Recorded data
<<<<

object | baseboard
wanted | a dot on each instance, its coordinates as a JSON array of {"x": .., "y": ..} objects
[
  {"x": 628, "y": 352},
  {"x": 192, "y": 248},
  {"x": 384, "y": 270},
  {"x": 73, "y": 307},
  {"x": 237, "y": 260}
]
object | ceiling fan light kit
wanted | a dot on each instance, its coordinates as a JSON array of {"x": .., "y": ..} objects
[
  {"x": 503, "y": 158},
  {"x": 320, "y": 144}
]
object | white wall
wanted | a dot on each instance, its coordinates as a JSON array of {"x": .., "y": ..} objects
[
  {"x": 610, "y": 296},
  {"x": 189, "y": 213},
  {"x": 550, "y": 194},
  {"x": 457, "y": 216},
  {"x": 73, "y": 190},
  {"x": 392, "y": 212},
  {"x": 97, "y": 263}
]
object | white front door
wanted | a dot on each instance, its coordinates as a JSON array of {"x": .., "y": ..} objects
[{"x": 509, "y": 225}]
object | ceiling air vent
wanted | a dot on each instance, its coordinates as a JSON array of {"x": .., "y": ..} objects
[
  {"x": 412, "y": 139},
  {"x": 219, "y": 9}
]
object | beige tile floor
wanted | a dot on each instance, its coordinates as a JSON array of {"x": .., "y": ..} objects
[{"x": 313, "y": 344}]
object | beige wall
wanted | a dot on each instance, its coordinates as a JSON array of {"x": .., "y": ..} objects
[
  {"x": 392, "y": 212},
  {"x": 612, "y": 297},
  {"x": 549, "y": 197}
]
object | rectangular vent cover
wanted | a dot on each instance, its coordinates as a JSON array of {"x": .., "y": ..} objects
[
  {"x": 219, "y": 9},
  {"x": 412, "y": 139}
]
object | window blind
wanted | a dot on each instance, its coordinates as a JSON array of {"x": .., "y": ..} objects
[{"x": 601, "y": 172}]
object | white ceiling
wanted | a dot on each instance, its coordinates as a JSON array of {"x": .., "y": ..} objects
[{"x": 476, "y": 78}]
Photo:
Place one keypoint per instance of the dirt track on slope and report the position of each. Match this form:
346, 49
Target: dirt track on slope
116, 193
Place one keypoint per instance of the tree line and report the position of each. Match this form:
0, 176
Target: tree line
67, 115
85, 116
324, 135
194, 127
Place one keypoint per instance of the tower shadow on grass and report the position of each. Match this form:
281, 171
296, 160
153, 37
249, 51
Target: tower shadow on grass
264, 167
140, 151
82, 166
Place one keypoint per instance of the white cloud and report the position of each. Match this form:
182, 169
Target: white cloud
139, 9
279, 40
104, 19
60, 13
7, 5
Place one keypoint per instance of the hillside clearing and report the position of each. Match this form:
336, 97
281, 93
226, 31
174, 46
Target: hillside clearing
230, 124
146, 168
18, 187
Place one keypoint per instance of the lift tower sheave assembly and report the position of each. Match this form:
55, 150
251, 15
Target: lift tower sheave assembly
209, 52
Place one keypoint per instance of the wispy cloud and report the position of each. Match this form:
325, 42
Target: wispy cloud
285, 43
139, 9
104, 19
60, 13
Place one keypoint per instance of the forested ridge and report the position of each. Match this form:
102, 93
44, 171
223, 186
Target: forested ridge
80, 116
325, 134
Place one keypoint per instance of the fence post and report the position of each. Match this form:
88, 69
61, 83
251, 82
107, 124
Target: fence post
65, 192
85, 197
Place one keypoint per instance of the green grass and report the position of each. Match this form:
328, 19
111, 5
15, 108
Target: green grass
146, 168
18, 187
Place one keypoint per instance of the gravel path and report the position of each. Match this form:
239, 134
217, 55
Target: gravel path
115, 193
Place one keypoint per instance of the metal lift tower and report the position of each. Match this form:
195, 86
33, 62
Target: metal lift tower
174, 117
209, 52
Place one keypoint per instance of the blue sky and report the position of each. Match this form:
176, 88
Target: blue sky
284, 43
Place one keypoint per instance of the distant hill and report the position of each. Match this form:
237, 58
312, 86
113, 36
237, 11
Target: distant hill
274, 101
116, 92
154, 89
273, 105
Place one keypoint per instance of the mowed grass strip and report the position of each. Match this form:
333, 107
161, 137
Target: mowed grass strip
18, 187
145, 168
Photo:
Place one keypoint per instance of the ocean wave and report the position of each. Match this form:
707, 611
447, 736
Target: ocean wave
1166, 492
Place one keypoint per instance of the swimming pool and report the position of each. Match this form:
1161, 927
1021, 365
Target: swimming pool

>>>>

* [EXERCISE] Copy each record from above exactly, and include every line.

* [YOUR SOLUTION]
object | baseboard
wanted | a dot on each instance, its coordinates as a JSON array of {"x": .., "y": ..} objects
[
  {"x": 628, "y": 352},
  {"x": 192, "y": 248},
  {"x": 384, "y": 270},
  {"x": 73, "y": 307},
  {"x": 237, "y": 260}
]
object | ceiling fan light kit
wanted | a dot on each instance, its coordinates as a JSON array of {"x": .., "y": ..} objects
[
  {"x": 503, "y": 158},
  {"x": 320, "y": 144}
]
object | white wall
wanted | a dot on each instance, its coordinates as a JSON array of {"x": .., "y": ..} objects
[
  {"x": 610, "y": 296},
  {"x": 189, "y": 213},
  {"x": 550, "y": 194},
  {"x": 457, "y": 216},
  {"x": 73, "y": 190},
  {"x": 392, "y": 212},
  {"x": 97, "y": 263}
]
object | white front door
wanted | a dot on each instance, its coordinates as a JSON array of {"x": .., "y": ..} objects
[{"x": 509, "y": 225}]
object | ceiling air vent
wanted | a dot on each instance, its coordinates as a JSON array of {"x": .., "y": ..} objects
[
  {"x": 412, "y": 139},
  {"x": 219, "y": 9}
]
object | beige tile floor
wanted | a dot on each instance, its coordinates as a JSON array of {"x": .., "y": ..} objects
[{"x": 313, "y": 344}]
object | beige wall
wanted | a dot on each instance, its coordinates as a JSON array of {"x": .., "y": ..} objects
[
  {"x": 392, "y": 212},
  {"x": 612, "y": 297},
  {"x": 549, "y": 197}
]
object | rectangular vent cover
wanted | a dot on each instance, its coordinates as a JSON array of {"x": .., "y": ..} objects
[
  {"x": 219, "y": 9},
  {"x": 412, "y": 139}
]
object | window blind
wanted | a dot on each instance, its coordinates as a JSON array of {"x": .., "y": ..} objects
[{"x": 601, "y": 172}]
object | white ceiling
wanted | a dot on each instance, its coordinates as a JSON array of {"x": .., "y": ..} objects
[{"x": 476, "y": 78}]
Photo:
Place one keypoint per instance of the dirt track on slope and report the position of each. Match this form:
346, 49
Target: dirt track on slope
116, 193
Place one keypoint per instance of the tree line and report the position of each. Match this form:
0, 176
Target: tree line
67, 115
85, 116
324, 135
194, 127
Place one keypoint per instance of the tower shadow on grass and report the position of each. Match this form:
281, 171
296, 160
153, 37
249, 51
Target: tower shadow on grass
264, 167
140, 151
82, 166
Place one keypoint per instance of the white cloud and report the position of each. Match this form:
182, 169
Target: white cloud
139, 9
279, 40
104, 19
60, 13
7, 5
Place one keypoint per instance of the hillside clearing and report the position of each. Match this form:
336, 97
281, 93
226, 31
174, 46
Target: hillside clearing
230, 124
146, 168
18, 187
Place one keypoint per instance of the lift tower sheave assembly and report the position of each. Match this form:
55, 150
251, 15
Target: lift tower sheave assembly
209, 52
Place one keypoint per instance of the wispy cloud and report the position of each. Match this form:
325, 42
Target: wispy cloud
285, 43
139, 9
104, 19
60, 13
Place one keypoint per instance of the forested ridge and report the position of each. Match this form:
102, 93
44, 171
223, 186
Target: forested ridge
80, 116
325, 134
Place one keypoint per instance of the fence post and report the position of each. Match this form:
88, 69
61, 83
251, 82
107, 124
Target: fence post
65, 192
85, 197
Place one keypoint per instance of the green grass and report the position of each. Match this form:
328, 19
111, 5
15, 108
Target: green grass
146, 168
18, 187
Place one keypoint per instance of the gravel path and report the position of each. Match this form:
239, 134
217, 55
Target: gravel path
115, 193
Place one keypoint per instance of the metal lift tower and report the position of each. Match this form:
195, 86
33, 62
Target: metal lift tower
174, 117
209, 52
Place one keypoint per instance of the blue sky and report the position of each. Match this form:
176, 88
Target: blue sky
284, 43
Place one keypoint per instance of the distant hill and report the position of each. Match this form:
237, 58
312, 86
113, 36
237, 11
Target: distant hill
274, 101
116, 92
154, 89
273, 105
Place one keypoint per instance of the mowed grass strip and report the position of each. Match this form:
333, 107
161, 137
Target: mowed grass strip
18, 187
145, 168
Photo:
Place one keypoint per instance of the ocean wave and report the position of each. Match this form:
707, 611
447, 736
Target: ocean wave
1166, 492
Place one keypoint per instance of the swimming pool and report the position of each. Match this form:
1161, 927
1021, 365
Target: swimming pool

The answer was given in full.